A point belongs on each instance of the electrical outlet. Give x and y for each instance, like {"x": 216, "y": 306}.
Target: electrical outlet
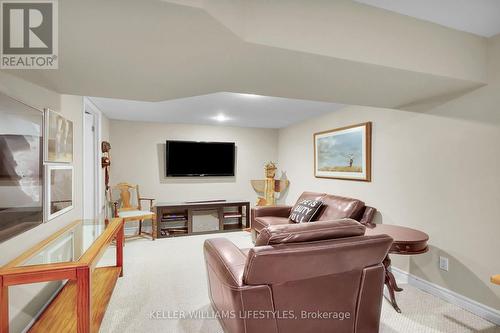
{"x": 443, "y": 263}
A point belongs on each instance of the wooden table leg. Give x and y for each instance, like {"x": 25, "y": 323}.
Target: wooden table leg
{"x": 4, "y": 307}
{"x": 247, "y": 215}
{"x": 154, "y": 227}
{"x": 390, "y": 282}
{"x": 119, "y": 249}
{"x": 83, "y": 299}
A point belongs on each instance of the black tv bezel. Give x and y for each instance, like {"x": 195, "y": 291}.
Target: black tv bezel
{"x": 178, "y": 175}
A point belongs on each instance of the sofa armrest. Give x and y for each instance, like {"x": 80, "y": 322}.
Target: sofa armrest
{"x": 226, "y": 260}
{"x": 309, "y": 232}
{"x": 280, "y": 211}
{"x": 368, "y": 216}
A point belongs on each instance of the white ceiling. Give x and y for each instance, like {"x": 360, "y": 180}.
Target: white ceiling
{"x": 242, "y": 110}
{"x": 480, "y": 17}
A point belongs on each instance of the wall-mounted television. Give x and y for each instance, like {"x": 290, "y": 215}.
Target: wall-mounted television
{"x": 21, "y": 163}
{"x": 200, "y": 159}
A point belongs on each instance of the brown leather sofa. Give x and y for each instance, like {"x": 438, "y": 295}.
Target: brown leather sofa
{"x": 325, "y": 276}
{"x": 334, "y": 207}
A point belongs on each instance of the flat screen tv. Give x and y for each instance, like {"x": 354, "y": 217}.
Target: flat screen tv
{"x": 200, "y": 159}
{"x": 21, "y": 162}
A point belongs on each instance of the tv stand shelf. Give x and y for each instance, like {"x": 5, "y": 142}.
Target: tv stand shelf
{"x": 176, "y": 218}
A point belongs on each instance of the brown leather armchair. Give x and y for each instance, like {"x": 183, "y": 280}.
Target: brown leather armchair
{"x": 334, "y": 207}
{"x": 310, "y": 277}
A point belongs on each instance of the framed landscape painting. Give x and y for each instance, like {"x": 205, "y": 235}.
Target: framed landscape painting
{"x": 59, "y": 138}
{"x": 344, "y": 153}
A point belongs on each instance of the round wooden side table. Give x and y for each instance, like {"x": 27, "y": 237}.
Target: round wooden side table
{"x": 407, "y": 241}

═══

GOAL OF THE EXERCISE >> The expected output is the lines from the one holding "Target: framed landscape painting" through the last line of the data, exactly as they appear, with nothing before or after.

TASK SOLUTION >>
Target: framed landscape painting
{"x": 59, "y": 138}
{"x": 344, "y": 153}
A point belongs on each instance of the round wooden side table. Give x and y for each instance, like {"x": 27, "y": 237}.
Target: round wooden side table
{"x": 407, "y": 241}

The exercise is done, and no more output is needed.